→ **SUPPLIED TEXT**
■ ■ ■

During these years, he continued his photography. He covered Osaka's post-war recovery effort and did stage photography, taking pictures of the Tokyo Ballet and Komaki Ballet companies. He took photographs of the various European performers that visited Japan. He also photographed Emperor Hirohito’s visit to Osaka and other cultural events such as the Koshien high school baseball tournament.

When the Asahi Camera photography magazine restarted publication after the war in 1949, Otsuka worked with the magazine. This collaboration was radical at the time, as many newspaper photographers would have considered it a blow to their ego to stoop down and present their photographs on the same pages as amateurs. Ihee Kimura was the editorial advisor, and the magazine began to include works by foreign photographers and have columns on the latest global photography trends. Photographers such as Shoji Otake, Jun Miki, Takamasa Inamura, and Shotaro Akiyama featured prominently.

■ ■ ■

→ **PROBLEMS TO SOLVE**
(1) According to the Otsuka passage, who served as editorial advisor of Asahi Camera?
(2) Name every photographer the Otsuka passage says featured prominently in Asahi Camera.
(3) For each statement, decide whether the Otsuka passage supports it. Answer yes or no, and quote the words from the passage that settle it.
(a) Asahi Camera resumed publication in 1949.
(b) Asahi Camera confined itself to works by Japanese photographers.
(c) Otsuka photographed Emperor Hirohito's visit to Tokyo.

→ **SOURCE EXCERPT**
■ ■ ■

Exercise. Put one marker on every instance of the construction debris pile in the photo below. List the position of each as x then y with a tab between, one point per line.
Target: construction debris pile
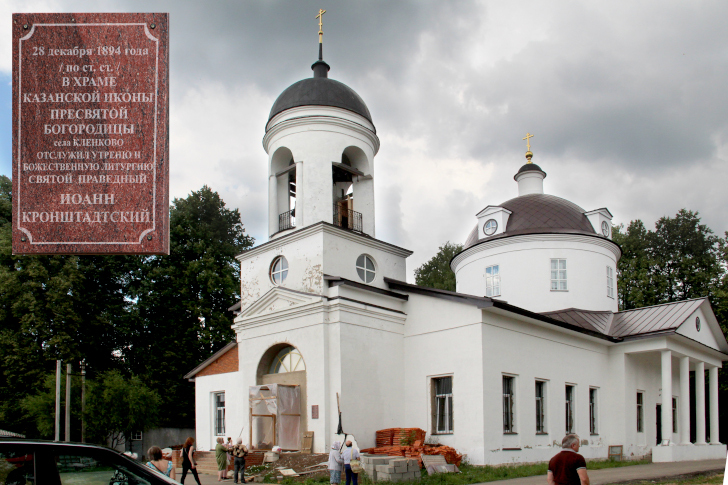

■ ■ ■

→ **SOLUTION LIST**
(1) Ihee Kimura

(2) Shoji Otake, Jun Miki, Takamasa Inamura, Shotaro Akiyama

(3)
(a) Yes: "When the Asahi Camera photography magazine restarted publication after the war in 1949"
(b) No: "the magazine began to include works by foreign photographers"
(c) No: "He also photographed Emperor Hirohito’s visit to Osaka"